Write out the entries again exactly as they are given.

** Opening SUPPLIED RECORDS block **

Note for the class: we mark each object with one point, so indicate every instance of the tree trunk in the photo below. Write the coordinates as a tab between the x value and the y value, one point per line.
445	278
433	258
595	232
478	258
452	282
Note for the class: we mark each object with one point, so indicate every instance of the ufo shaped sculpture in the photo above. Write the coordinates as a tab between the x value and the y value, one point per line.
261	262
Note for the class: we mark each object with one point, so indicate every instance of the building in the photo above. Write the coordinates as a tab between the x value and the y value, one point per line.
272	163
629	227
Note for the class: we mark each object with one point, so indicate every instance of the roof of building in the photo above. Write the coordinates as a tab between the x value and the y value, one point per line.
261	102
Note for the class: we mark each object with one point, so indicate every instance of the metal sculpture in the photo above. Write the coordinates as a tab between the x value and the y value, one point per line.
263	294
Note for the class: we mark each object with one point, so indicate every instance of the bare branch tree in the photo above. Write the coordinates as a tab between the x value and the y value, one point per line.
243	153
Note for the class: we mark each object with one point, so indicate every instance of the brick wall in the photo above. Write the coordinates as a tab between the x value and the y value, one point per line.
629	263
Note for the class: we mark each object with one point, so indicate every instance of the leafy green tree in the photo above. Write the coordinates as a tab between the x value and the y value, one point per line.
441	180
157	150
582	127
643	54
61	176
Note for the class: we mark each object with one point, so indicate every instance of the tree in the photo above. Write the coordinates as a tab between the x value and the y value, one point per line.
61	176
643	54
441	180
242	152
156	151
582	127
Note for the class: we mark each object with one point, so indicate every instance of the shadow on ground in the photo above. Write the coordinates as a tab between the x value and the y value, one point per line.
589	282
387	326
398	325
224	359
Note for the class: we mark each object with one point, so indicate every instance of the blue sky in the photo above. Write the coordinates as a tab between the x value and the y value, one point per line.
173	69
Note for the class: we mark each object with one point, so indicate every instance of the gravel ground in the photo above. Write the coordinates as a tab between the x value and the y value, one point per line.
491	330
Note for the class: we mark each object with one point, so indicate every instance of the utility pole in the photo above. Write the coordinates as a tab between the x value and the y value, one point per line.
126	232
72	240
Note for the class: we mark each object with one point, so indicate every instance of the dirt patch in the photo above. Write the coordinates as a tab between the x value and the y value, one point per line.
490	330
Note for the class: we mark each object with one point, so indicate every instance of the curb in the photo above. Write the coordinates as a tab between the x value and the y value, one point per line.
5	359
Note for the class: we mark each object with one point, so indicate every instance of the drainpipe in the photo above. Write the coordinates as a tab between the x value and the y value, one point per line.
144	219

** Closing SUPPLIED RECORDS block **

ANSWER BOX
Note for the class: we mark each object with one point, so indicate every instance of the tree trunk in the photo below. Write the coordinates as a tab between the x value and the y value, one point per line.
445	278
433	258
595	232
478	258
452	282
Note for the class: we mark each object with one point, so indicate every instance of the ufo shaped sculpture in the photo above. Write the coordinates as a tab between the x value and the y value, one point per line.
261	262
Note for the class: we mark each object with one point, so indicate every instance of the building in the photo above. Write the coordinates as a tab between the x value and the y value, one point per line.
272	163
629	227
Note for the class: we mark each object with one point, so indicate every instance of the roof of building in the photo above. Write the coordinates as a tab between the x value and the y value, one point per line.
261	102
Note for the class: we mark each object with one point, so indicate every instance of the metal sculpture in the photo above. Write the coordinates as a tab between the x value and the y value, one point per line.
263	294
Note for the class: we mark each object with one point, so indicate every instance of the bare branch tree in the photo above. Write the coordinates as a tab between the x value and the y value, one point per line.
243	153
Note for the class: we mark each object with one point, so indicate every instance of the brick wall in the photo above. Write the coordinates as a tab between the x value and the y value, one point per line.
629	263
Note for the class: we mark each object with one point, so indicate every instance of the leafy green tree in the photo above. Write the coordinates as a tab between the x value and the y value, one point per line.
441	180
157	150
582	127
643	54
61	176
Note for the class: we mark each object with one point, so indicate every instance of the tree in the photo above. Write the coordinates as a tab between the x value and the y value, one point per line.
61	176
643	54
441	180
242	152
156	151
582	127
Note for the class: we mark each object with one point, so indicate every instance of the shadow on ground in the photo above. Write the coordinates as a tab between the x value and the y value, one point per line.
589	282
387	326
398	325
224	359
Note for the class: we mark each object with one point, so indicate every instance of the blue sky in the photo above. Write the coordinates as a tab between the x value and the y value, one point per line.
173	69
Note for the class: we mark each object with one point, so indicate every instance of the gravel ground in the photo above. Write the coordinates as a tab between the x value and the y value, one point per line.
491	330
Note for the class: we mark each object with one point, so indicate every instance of the utility pole in the photo above. Write the coordinates as a tab between the x value and the y value, one point per line.
126	232
72	240
Note for the class: we mark each object with one point, so indicate every instance of the dirt patch in the photo above. Write the coordinates as a tab between the x value and the y value, one point per line.
490	330
Note for the class: we mark each object with one point, so indicate every instance of the curb in the photo above. Write the coordinates as a tab between the x value and the y value, one point per line.
5	359
Note for the class: we mark each object with one point, so indicate every instance of the drainpipe in the photo above. Write the coordinates as a tab between the x value and the y value, one point per line.
144	219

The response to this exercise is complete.